● Page excerpt
○ ○ ○ ○ ○

- Other names: GRIM2B-associated disorder
- Specialty: Medical genetics, Pediatry, Neurology
- Symptoms: Mainly developmental delays, intellectual disabilities, craniofacial dysmorphisms, behavioural problems and muscle tone anomalies
- Complications: Learning disability, communication delay, social ineption
- Usual onset: Birth
- Duration: Lifelong
- Causes: Genetic mutation
- Diagnostic method: Genetic testing and physical examination
- Prevention: None
- Prognosis: Medium
- Frequency: Rare, only 100 cases have been described in medical literature
- Deaths: -

= GRIN2B-related neurodevelopmental disorder =

GRIN2B-related neurodevelopmental disorder is a rare neurodevelopmental disorder that is characterized by developmental delays and intellectual disabilities of variable degrees, muscle tone anomalies, feeding difficulties, and behavioral problems.

== Signs and symptoms ==

The following list comprises most of the symptoms people with GRIN2B show:
- Intellectual disability (mild to severe)

○ ○ ○ ○ ○

● Information shown
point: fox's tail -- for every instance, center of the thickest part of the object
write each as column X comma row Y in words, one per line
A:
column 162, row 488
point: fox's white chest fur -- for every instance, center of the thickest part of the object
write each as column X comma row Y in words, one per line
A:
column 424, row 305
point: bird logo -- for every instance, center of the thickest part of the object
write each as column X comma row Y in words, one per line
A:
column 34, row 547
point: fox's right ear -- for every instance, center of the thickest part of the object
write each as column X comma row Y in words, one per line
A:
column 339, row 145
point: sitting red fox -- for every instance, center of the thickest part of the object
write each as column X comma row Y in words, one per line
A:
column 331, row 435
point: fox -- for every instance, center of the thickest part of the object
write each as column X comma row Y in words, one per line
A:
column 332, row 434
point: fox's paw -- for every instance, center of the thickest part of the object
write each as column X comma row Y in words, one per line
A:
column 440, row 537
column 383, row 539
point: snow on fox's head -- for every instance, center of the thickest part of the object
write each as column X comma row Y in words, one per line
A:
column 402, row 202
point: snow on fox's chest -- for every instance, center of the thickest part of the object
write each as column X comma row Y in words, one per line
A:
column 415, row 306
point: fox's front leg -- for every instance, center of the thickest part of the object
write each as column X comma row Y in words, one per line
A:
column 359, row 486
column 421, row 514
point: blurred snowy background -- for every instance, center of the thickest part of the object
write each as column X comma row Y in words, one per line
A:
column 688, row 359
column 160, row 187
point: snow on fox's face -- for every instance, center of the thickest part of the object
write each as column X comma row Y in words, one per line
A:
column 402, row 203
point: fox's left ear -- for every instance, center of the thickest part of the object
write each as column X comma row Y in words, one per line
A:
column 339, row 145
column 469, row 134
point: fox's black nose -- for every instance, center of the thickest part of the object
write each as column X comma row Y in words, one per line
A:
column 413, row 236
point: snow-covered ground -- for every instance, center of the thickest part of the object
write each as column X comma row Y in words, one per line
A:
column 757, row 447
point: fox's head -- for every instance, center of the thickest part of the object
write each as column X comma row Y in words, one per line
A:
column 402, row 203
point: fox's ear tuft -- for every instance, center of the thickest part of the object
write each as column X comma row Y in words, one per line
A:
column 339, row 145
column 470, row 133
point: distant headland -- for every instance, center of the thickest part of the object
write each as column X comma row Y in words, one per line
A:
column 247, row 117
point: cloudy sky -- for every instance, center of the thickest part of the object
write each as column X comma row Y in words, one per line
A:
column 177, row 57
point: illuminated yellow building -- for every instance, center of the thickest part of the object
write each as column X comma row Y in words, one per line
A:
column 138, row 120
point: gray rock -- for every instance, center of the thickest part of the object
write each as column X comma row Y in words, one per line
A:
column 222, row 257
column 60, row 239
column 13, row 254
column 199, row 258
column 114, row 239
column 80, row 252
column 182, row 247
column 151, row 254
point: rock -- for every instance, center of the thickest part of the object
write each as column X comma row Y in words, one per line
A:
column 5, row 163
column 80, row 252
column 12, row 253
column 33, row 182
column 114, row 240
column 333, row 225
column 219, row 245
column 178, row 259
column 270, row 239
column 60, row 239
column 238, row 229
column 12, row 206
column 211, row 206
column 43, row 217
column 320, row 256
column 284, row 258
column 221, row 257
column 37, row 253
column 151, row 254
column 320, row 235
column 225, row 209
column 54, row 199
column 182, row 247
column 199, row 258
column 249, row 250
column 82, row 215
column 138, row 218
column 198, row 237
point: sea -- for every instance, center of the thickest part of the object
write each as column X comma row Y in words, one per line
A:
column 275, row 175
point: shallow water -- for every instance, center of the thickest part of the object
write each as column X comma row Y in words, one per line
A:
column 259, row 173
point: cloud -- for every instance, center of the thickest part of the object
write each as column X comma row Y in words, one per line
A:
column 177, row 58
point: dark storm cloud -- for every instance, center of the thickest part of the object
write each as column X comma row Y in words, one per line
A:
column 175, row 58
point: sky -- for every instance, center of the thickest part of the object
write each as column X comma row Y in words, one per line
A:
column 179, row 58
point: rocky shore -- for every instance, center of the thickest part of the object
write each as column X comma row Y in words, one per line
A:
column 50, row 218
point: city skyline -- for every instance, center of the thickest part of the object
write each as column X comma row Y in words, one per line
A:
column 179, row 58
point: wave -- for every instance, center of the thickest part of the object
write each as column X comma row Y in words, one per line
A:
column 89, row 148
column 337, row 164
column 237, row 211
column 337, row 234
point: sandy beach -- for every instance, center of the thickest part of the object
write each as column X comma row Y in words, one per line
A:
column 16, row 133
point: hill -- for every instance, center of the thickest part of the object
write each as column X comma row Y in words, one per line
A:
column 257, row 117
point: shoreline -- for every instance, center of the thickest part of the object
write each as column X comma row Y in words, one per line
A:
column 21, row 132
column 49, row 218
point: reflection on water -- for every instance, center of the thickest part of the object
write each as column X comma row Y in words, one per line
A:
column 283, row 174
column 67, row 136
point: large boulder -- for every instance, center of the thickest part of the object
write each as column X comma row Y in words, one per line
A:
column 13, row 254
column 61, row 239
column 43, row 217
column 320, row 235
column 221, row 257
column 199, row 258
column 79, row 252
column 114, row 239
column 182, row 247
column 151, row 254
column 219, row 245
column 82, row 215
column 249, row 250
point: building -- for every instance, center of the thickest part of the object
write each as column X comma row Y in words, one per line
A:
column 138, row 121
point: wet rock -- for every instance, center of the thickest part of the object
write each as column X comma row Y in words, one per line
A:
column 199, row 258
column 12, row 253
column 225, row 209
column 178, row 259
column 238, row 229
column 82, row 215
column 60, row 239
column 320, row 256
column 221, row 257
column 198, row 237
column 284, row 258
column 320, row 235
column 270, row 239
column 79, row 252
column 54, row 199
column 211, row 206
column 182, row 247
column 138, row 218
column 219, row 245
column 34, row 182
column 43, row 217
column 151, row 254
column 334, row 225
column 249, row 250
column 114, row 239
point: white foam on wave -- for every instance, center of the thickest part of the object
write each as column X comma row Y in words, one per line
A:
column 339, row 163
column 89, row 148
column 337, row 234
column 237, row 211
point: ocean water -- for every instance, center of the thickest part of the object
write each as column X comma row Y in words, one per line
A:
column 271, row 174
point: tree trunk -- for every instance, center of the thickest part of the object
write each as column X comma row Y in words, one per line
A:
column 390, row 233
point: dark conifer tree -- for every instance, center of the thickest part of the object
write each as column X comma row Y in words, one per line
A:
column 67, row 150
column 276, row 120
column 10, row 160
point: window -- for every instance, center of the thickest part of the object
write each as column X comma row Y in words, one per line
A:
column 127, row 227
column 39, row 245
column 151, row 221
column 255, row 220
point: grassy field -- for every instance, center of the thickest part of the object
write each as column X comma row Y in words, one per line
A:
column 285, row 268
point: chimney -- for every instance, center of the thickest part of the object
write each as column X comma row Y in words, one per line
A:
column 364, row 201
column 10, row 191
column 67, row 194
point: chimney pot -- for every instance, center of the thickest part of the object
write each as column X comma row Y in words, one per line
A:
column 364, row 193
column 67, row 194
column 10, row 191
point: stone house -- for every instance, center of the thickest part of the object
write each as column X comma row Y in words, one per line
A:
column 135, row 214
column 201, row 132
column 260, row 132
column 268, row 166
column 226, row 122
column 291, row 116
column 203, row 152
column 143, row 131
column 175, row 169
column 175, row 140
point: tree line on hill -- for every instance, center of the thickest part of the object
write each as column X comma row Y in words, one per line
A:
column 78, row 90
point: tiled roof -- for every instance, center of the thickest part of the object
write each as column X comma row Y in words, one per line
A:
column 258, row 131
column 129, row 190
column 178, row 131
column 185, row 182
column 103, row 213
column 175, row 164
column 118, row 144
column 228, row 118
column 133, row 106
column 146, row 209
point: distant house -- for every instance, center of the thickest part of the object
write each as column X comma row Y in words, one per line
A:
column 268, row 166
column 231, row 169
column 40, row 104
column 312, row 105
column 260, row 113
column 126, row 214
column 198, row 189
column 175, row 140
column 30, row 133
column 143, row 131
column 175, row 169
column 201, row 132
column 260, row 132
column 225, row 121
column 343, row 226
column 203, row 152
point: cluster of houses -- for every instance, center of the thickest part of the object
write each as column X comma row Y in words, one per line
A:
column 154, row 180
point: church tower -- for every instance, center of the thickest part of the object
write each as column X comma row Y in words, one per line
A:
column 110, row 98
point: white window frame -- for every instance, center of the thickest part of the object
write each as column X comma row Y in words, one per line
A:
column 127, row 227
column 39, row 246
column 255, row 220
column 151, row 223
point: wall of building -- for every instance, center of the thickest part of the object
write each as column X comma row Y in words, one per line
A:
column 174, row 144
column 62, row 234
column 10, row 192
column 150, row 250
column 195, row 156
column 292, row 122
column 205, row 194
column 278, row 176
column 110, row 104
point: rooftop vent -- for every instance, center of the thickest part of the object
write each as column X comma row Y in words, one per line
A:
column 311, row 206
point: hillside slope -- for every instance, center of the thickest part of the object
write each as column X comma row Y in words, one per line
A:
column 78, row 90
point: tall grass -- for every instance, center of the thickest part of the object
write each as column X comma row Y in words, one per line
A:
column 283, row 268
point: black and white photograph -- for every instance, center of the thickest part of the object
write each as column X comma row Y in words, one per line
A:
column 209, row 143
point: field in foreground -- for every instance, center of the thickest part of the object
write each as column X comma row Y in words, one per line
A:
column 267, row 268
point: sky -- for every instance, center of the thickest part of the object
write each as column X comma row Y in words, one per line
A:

○ ○ ○ ○ ○

● Problem
Copy out the whole GRIN2B-related neurodevelopmental disorder text from above, word for word, with nothing left out or changed.

● Result for this exercise
- Other names: GRIM2B-associated disorder
- Specialty: Medical genetics, Pediatry, Neurology
- Symptoms: Mainly developmental delays, intellectual disabilities, craniofacial dysmorphisms, behavioural problems and muscle tone anomalies
- Complications: Learning disability, communication delay, social ineption
- Usual onset: Birth
- Duration: Lifelong
- Causes: Genetic mutation
- Diagnostic method: Genetic testing and physical examination
- Prevention: None
- Prognosis: Medium
- Frequency: Rare, only 100 cases have been described in medical literature
- Deaths: -

= GRIN2B-related neurodevelopmental disorder =

GRIN2B-related neurodevelopmental disorder is a rare neurodevelopmental disorder that is characterized by developmental delays and intellectual disabilities of variable degrees, muscle tone anomalies, feeding difficulties, and behavioral problems.

== Signs and symptoms ==

The following list comprises most of the symptoms people with GRIN2B show:
- Intellectual disability (mild to severe)